> What this exercise asks:
[a] In the SdA.py code, rewrite the docstring paragraph that begins "A stacked denoising autoencoder model is obtained" as a short bulleted list that keeps its main facts.
[b] Write out the rows from the line containing "Locate the white lamp" down to the line containing "60,453 -> 148,481", both included. Swap "wicker" for "rattan" and leave everything else unchanged.

SdA.py


# coding: utf-8

# http://deeplearning.net/tutorial/SdA.html  
# http://deeplearning.net/tutorial/code/SdA.py
# 
# 
# os.path.split(__file__)[1] -->  
# os.path.split(os.path.realpath('__file__'))[1]
# 
# ## Stacked denoising auto-encoder class (SdA)
# 
# A stacked denoising autoencoder model is obtained by stacking several dAs. The hidden layer of the dA at layer `i` becomes the input of the dA at layer `i+1`. The first layer dA gets as input the input of the SdA, and the hidden layer of the last dA represents the output. 
# 
#  - **Note that after pretraining, the SdA is dealt with as a normal MLP, the dAs are only used to initialize the weights.**
# 
# ## stacked denoising auto-encoders (SdA) using Theano.
# 
#  Denoising autoencoders are the building blocks for SdA.
#  
#  - **Note: go through all pretraining epochs for one layer before to to the next layer**

# In[25]:

from __future__ import print_function

import os
import sys
import timeit

import numpy

import theano
import theano.tensor as T
from theano.tensor.shared_randomstreams import RandomStreams

import six.moves.cPickle as pickle
from logistic_sgd import LogisticRegression, load_data
from mlp import HiddenLayer
from dA import dA

class SdA(object):
    """Stacked denoising auto-encoder class (SdA)

    A stacked denoising autoencoder model is obtained by stacking several
    dAs. The hidden layer of the dA at layer `i` becomes the input of
    the dA at layer `i+1`. The first layer dA gets as input the input of
    the SdA, and the hidden layer of the last dA represents the output.
    Note that after pretraining, the SdA is dealt with as a normal MLP,
    the dAs are only used to initialize the weights.
    """

    def __init__(
        self,
        numpy_rng,
        theano_rng=None,
        n_ins=784,
        hidden_layers_sizes=[500, 500],
        n_outs=10,
        corruption_levels=[0.1, 0.1]
    ):
        self.sigmoid_layers = []
        self.dA_layers = []
        self.params = []
        self.n_layers = len(hidden_layers_sizes)

        assert self.n_layers > 0

        if not theano_rng:
            theano_rng = RandomStreams(numpy_rng.randint(2 ** 30))

> Task inputs:
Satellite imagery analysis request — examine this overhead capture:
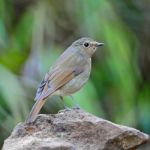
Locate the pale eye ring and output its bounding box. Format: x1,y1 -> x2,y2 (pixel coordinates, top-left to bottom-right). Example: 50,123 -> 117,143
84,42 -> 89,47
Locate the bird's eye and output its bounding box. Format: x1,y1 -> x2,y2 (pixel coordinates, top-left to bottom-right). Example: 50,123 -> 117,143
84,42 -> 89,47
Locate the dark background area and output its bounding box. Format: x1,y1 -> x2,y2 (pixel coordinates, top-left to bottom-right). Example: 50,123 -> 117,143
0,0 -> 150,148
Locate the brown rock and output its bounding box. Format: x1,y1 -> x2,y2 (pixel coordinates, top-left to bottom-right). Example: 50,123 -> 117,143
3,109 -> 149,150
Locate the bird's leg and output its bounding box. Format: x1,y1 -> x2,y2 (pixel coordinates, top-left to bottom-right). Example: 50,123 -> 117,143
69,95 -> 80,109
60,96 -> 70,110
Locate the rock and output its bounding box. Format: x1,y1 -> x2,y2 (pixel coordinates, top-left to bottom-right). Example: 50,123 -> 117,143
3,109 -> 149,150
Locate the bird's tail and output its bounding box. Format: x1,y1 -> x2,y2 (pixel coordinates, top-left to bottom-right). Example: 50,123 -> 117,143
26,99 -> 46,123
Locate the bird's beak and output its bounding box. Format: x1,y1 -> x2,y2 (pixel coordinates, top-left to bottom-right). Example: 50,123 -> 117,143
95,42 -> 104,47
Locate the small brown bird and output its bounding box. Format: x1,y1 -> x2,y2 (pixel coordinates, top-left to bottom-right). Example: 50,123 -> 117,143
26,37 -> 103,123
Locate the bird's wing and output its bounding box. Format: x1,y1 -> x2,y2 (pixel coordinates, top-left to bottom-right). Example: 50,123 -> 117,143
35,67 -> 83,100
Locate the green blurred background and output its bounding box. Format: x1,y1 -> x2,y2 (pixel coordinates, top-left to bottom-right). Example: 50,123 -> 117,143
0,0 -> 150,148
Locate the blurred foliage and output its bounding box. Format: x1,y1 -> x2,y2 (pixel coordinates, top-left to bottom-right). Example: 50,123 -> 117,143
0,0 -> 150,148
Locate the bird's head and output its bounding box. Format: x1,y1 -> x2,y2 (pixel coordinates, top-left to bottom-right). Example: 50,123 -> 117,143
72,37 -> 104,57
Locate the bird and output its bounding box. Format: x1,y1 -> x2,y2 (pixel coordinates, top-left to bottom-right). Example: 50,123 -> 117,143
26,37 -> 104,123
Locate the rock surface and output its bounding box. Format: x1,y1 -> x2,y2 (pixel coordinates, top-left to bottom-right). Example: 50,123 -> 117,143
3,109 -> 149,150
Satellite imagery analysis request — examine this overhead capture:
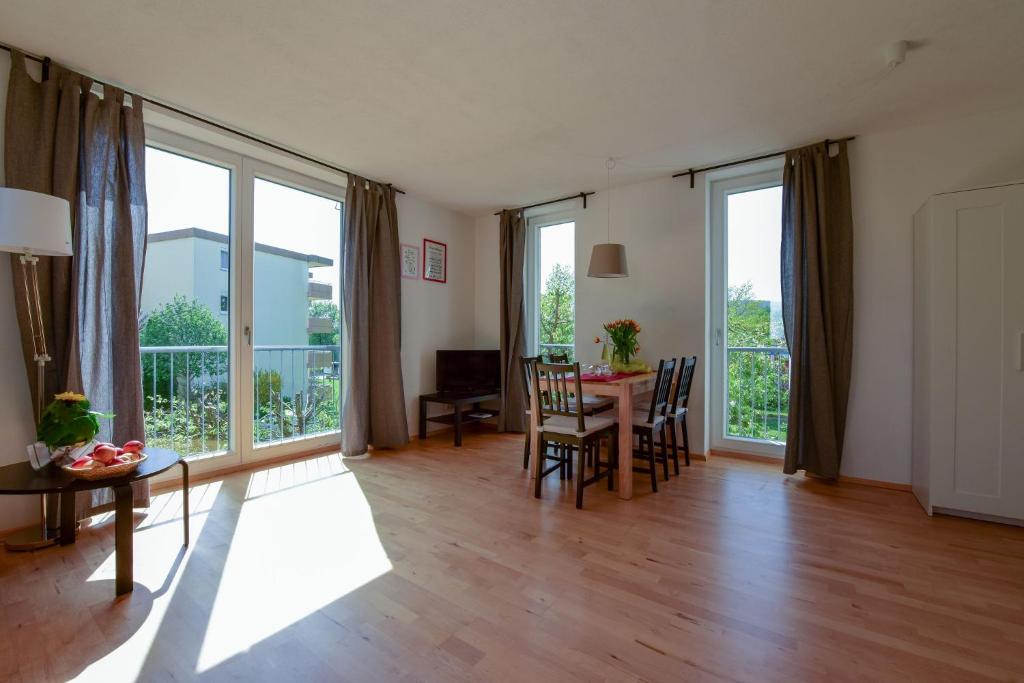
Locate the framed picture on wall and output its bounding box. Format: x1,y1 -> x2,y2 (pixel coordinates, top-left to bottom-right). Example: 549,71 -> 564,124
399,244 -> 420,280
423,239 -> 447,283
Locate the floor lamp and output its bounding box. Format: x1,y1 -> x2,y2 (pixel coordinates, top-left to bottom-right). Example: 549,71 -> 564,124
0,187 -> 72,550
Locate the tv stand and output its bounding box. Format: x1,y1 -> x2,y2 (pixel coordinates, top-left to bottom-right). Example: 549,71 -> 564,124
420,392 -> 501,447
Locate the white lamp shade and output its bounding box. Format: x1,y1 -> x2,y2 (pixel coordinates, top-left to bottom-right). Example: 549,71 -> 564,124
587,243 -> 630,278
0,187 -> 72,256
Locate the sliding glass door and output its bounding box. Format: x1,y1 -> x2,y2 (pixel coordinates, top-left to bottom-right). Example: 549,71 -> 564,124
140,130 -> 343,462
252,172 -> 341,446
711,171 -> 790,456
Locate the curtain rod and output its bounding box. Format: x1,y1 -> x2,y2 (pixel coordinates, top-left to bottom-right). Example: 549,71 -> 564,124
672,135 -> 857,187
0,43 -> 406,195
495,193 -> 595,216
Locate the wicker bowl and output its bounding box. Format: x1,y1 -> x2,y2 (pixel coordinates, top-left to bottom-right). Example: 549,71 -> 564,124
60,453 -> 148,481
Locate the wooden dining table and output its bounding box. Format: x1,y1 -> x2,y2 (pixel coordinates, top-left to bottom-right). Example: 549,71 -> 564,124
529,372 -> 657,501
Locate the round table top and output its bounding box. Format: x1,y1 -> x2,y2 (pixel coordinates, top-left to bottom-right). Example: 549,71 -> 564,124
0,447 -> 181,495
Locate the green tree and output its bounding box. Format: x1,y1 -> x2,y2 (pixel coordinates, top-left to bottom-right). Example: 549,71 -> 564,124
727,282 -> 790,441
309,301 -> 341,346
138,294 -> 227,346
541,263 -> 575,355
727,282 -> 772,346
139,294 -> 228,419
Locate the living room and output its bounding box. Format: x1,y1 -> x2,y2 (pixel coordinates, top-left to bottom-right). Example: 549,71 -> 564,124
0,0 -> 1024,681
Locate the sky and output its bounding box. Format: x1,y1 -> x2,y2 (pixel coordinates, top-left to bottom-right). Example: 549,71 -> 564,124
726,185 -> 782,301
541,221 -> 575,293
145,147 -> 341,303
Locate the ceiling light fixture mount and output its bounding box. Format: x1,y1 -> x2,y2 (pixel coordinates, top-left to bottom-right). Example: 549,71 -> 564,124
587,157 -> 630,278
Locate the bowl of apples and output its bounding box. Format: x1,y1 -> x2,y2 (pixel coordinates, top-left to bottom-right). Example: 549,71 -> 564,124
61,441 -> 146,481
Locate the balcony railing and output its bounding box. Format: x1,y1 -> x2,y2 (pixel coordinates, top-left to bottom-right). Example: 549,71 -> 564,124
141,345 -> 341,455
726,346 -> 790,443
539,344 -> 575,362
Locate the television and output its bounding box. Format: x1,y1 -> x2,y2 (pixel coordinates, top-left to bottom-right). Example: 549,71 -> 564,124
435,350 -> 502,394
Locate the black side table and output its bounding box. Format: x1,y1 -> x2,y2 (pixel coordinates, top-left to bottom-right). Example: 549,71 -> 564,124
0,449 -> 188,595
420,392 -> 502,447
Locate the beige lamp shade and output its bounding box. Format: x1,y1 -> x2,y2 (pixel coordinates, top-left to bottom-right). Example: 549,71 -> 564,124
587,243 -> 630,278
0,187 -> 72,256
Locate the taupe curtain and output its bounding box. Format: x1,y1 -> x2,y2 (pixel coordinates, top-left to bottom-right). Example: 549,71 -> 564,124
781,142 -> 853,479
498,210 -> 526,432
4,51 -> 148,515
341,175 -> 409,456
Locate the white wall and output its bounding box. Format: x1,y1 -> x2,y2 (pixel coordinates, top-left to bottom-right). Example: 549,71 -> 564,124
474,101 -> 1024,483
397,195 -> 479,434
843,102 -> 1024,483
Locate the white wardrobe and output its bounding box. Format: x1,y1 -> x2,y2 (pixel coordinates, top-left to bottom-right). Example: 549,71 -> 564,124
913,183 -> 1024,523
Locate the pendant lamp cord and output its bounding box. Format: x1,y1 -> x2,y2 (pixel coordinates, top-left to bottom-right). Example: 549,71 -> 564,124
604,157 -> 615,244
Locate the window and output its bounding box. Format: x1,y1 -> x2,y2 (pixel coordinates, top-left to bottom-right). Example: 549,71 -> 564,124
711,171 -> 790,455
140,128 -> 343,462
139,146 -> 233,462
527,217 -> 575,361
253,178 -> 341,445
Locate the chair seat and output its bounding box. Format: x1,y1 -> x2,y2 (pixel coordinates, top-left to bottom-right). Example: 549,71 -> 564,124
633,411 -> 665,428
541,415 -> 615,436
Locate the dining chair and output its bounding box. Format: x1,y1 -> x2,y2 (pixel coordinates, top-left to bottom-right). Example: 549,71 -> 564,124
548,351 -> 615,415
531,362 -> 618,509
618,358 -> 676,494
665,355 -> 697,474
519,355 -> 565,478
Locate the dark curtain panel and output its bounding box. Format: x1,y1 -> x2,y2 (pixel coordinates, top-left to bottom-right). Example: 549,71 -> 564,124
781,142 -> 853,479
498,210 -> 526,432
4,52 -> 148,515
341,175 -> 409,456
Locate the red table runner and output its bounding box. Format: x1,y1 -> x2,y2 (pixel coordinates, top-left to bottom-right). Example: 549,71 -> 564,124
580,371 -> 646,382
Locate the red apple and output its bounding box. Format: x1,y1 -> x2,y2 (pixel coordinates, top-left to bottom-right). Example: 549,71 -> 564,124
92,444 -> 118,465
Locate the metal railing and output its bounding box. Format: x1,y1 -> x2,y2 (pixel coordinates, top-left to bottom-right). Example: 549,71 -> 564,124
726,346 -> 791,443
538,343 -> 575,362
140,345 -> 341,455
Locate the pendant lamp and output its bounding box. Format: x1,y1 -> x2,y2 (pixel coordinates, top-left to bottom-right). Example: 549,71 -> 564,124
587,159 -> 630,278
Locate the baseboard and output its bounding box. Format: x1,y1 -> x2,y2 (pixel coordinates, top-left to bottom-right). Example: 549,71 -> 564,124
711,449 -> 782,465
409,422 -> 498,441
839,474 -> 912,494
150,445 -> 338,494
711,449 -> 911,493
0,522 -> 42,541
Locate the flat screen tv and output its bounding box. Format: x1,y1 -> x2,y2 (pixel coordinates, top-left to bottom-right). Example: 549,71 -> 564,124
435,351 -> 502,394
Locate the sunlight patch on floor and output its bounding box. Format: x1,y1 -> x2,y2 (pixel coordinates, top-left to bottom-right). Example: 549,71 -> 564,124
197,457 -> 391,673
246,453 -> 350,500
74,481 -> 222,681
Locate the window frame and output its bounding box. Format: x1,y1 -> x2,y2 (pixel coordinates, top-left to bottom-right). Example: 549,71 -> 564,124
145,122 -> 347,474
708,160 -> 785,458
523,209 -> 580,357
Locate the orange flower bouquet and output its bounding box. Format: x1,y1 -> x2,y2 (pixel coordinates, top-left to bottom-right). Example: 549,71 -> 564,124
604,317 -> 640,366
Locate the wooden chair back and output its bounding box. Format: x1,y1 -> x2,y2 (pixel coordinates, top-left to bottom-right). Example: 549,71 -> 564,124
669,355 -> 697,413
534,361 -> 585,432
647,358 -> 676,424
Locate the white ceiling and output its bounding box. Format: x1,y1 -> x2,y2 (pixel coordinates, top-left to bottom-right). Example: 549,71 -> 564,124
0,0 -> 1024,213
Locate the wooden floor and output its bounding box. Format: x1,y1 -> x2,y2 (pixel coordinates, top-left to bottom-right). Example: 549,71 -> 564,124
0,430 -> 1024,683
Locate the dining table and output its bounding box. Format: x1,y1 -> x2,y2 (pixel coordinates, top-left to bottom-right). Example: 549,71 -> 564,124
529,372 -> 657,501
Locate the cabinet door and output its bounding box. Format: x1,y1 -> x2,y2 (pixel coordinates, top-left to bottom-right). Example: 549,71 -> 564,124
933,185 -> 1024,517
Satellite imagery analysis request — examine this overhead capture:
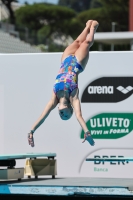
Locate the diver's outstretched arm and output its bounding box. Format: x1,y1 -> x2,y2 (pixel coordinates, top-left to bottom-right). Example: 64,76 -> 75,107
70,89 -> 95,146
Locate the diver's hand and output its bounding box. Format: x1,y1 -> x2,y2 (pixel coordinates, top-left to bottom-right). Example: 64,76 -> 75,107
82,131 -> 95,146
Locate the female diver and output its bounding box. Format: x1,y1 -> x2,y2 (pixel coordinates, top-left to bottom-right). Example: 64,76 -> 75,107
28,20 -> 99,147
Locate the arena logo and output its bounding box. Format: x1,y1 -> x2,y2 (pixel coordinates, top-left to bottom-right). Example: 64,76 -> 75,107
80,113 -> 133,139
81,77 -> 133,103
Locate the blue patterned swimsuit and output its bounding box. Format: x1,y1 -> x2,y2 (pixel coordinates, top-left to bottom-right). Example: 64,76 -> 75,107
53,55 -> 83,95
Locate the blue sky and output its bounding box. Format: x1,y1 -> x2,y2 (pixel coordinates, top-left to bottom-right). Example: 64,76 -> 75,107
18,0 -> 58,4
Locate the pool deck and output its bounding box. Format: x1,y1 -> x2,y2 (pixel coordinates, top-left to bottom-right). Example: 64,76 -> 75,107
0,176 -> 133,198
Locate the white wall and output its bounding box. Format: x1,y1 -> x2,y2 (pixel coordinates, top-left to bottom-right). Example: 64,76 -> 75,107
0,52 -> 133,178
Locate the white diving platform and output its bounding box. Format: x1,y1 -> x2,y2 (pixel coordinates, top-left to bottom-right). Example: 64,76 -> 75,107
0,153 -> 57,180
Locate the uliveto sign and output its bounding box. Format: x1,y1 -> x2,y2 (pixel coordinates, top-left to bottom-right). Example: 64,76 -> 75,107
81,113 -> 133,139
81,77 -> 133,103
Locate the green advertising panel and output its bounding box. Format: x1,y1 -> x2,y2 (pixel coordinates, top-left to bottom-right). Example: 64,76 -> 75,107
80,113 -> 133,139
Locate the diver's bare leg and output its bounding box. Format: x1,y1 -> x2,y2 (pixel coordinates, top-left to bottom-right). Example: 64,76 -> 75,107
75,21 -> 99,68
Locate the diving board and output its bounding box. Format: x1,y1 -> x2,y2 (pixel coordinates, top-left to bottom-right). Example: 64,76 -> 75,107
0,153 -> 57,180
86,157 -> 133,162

> Task solutions:
[a]
- The SdA is built by stacking several dAs.
- The hidden layer of the dA at layer `i` is the input of the dA at layer `i+1`.
- The first dA takes the SdA's input, and the hidden layer of the last dA is the output.
- After pretraining, the SdA is treated as a normal MLP, and the dAs only initialize the weights.

[b]
Locate the white lamp shade and output its bounding box. Format: x1,y1 -> x2,y2 (pixel coordinates, top-left to bottom-right). Example: 549,71 -> 564,124
587,243 -> 630,278
0,187 -> 72,256
Locate the sliding glass door and output its bounding box. Format: x1,y1 -> x2,y2 (pixel coordinates, top-left to bottom-right). Example: 549,71 -> 564,124
140,130 -> 343,462
252,172 -> 341,446
711,171 -> 790,456
Locate the curtain rod and output its bounding box. Format: x1,y1 -> x2,y2 (pixel coordinates, top-left to bottom-right). Example: 549,71 -> 564,124
672,135 -> 857,187
0,43 -> 406,195
495,193 -> 595,216
Locate the rattan bowl and output its bounding box. Format: x1,y1 -> x2,y2 (pixel coordinates, top-left to bottom-right). Example: 549,71 -> 564,124
60,453 -> 148,481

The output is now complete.